Start

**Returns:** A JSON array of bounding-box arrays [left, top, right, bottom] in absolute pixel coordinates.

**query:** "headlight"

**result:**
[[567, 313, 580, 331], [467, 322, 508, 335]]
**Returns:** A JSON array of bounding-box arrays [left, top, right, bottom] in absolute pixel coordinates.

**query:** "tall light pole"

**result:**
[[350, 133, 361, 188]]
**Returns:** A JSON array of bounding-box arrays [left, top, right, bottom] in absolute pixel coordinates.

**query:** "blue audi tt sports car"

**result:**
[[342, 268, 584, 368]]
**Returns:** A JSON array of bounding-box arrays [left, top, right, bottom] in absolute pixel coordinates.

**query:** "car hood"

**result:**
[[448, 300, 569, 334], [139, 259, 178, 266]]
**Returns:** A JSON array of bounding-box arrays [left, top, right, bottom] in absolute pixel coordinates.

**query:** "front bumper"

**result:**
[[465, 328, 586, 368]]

End

> _What is being asked_:
Please render each line of the listing above as a Markdown table with the columns Row and Line, numbering the rows in order and leaving out blank lines.

> _The result_:
| Row | Line |
|---|---|
| 1 | **Returns:** A JSON array of bounding-box arrays [left, top, right, bottom] in absolute pixel coordinates. |
| 2 | **query:** "headlight" |
| 3 | **result:** |
| 4 | [[567, 313, 580, 331], [467, 322, 508, 335]] |
| 5 | **Returns:** A JSON array of bounding-box arrays [left, top, right, bottom] in absolute pixel coordinates. |
| 6 | **query:** "tall light pole" |
| 7 | **result:** |
| 8 | [[350, 133, 361, 188]] |
| 9 | **Returns:** A JSON array of bounding-box arrays [left, top, right, bottom] in absolute pixel coordinates. |
| 10 | **query:** "blue audi tt sports car" |
| 11 | **result:** |
| 12 | [[342, 268, 584, 368]] |
| 13 | **Returns:** A JSON array of bounding-box arrays [left, top, right, bottom] in absolute pixel coordinates. |
| 14 | **query:** "car hood" |
| 15 | **result:** |
| 16 | [[448, 300, 569, 334], [139, 259, 178, 266]] |
| 17 | **Returns:** A JSON array of bounding-box arrays [left, top, right, bottom] in absolute pixel coordinates. |
| 18 | **query:** "front bumper" |
| 19 | **result:** |
| 20 | [[465, 328, 586, 368]] |